• _正文部分_:
▬▬▬▬▬▬
您可以通过以下方式将作业提交到 Dataproc 服务：使用 Google Cloud 控制台或 Google Cloud CLI 将作业提交到 Dataproc 集群，或通过 HTTP REST 请求，或通过程序化的 gRPC Dataproc Cloud 客户端库调用 Dataproc Jobs API。

本部分中的示例介绍了如何向 Dataproc 服务提交 Dataproc Spark SQL 作业，以使用 gcloud CLI、 Google Cloud 控制台或 Dataproc REST API 在 BigQuery 中创建包含元数据的 Iceberg 表。

准备作业文件

请执行以下步骤来创建 Spark SQL 作业文件。该文件包含用于创建和更新 Iceberg 表的 Spark SQL 命令。

在本地终端窗口或 Cloud Shell 中，使用文本编辑器（如 vi 或 nano）将以下命令复制到 iceberg-table.sql 文件中，然后将该文件保存在当前目录中。
▬▬▬▬▬▬
• _任务目标_:
续写上面这段讲向 Dataproc 提交 Spark SQL 作业来创建 Iceberg 表的正文，从最后一句之后接着写。

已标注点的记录
▬▬▬▬▬▬
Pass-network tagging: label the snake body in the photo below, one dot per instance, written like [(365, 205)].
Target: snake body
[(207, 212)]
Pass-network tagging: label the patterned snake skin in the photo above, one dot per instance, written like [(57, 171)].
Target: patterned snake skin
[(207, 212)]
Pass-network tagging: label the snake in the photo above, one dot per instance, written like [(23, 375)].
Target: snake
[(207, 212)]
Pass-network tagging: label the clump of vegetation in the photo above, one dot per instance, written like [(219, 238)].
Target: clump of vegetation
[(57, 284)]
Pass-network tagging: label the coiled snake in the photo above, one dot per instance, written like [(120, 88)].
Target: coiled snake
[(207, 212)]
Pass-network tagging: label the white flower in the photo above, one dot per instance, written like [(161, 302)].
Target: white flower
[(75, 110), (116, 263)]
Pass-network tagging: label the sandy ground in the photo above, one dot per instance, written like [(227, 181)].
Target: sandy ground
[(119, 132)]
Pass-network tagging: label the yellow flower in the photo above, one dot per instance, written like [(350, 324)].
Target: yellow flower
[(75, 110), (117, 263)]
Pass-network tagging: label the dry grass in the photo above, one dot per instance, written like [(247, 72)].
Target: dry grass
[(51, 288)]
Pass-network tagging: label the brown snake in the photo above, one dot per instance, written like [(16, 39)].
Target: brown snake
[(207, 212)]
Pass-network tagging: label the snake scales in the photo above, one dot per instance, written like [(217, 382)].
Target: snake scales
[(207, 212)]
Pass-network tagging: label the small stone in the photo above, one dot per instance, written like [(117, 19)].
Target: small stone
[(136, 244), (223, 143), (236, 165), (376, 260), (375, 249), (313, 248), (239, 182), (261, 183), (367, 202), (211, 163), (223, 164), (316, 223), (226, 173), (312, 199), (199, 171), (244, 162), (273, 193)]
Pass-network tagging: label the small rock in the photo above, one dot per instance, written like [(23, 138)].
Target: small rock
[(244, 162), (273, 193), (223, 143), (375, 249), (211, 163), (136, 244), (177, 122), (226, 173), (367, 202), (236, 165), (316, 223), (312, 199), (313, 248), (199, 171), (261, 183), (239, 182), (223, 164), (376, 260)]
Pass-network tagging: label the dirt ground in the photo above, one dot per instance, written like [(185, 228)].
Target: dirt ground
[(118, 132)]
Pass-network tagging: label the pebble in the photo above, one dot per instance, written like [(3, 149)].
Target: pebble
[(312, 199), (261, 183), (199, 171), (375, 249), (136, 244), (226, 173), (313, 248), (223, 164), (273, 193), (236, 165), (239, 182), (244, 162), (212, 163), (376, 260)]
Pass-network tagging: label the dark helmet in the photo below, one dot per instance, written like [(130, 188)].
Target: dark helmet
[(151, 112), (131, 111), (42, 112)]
▬▬▬▬▬▬
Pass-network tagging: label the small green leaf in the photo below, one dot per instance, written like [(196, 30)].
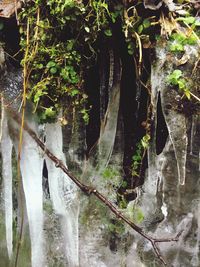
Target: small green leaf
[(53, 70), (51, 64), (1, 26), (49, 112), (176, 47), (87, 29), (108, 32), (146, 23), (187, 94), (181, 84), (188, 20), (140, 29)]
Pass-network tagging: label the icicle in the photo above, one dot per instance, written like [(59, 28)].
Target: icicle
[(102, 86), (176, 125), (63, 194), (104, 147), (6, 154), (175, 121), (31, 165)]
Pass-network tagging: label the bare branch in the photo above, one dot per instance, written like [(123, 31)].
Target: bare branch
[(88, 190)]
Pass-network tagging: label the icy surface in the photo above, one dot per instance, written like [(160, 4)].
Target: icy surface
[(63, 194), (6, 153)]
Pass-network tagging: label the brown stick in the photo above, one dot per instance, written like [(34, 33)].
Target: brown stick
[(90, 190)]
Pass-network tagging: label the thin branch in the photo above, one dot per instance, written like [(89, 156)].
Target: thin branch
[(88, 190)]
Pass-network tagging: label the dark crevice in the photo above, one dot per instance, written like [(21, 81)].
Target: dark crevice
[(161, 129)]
▬▬▬▬▬▬
• _任务答案_:
USE CATALOG_NAME;
CREATE NAMESPACE IF NOT EXISTS example_namespace;
USE example_namespace;
DROP TABLE IF EXISTS example_table;
CREATE TABLE example_table (id int, data string) USING ICEBERG LOCATION 'gs://BUCKET/WAREHOUSE_FOLDER';
INSERT INTO example_table VALUES (1, 'first row');
ALTER TABLE example_table ADD COLUMNS (newDoubleCol double);
DESCRIBE TABLE example_table;

替换以下内容：

CATALOG_NAME：Iceberg 目录名称。
BUCKET 和 WAREHOUSE_FOLDER：用于 Iceberg 数据仓库的 Cloud Storage 存储桶和文件夹。

使用 gcloud CLI 将本地 iceberg-table.sql 复制到 Cloud Storage 的存储桶中。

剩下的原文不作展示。